▽

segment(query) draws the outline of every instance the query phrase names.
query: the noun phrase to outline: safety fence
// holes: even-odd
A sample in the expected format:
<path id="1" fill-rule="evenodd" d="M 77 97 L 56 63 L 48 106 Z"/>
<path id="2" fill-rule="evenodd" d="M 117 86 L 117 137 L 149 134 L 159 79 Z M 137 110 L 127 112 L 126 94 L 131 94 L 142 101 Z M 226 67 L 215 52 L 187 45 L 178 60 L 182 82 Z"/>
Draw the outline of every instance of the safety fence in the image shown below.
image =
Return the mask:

△

» **Job**
Reproduce the data above verbatim, including every line from the first to the last.

» **Correct result**
segment(query) draws the outline of every instance the query phrase names.
query: the noun phrase to outline: safety fence
// holes: even-odd
A sample in the expected format:
<path id="1" fill-rule="evenodd" d="M 77 97 L 56 63 L 48 106 Z"/>
<path id="2" fill-rule="evenodd" d="M 117 86 L 117 137 L 149 134 L 159 79 Z M 137 110 L 127 112 L 126 94 L 131 94 L 142 101 Z M 226 67 L 215 52 L 187 45 L 178 60 L 182 82 Z"/>
Draw the outline of every instance of the safety fence in the image shown below.
image =
Return the mask:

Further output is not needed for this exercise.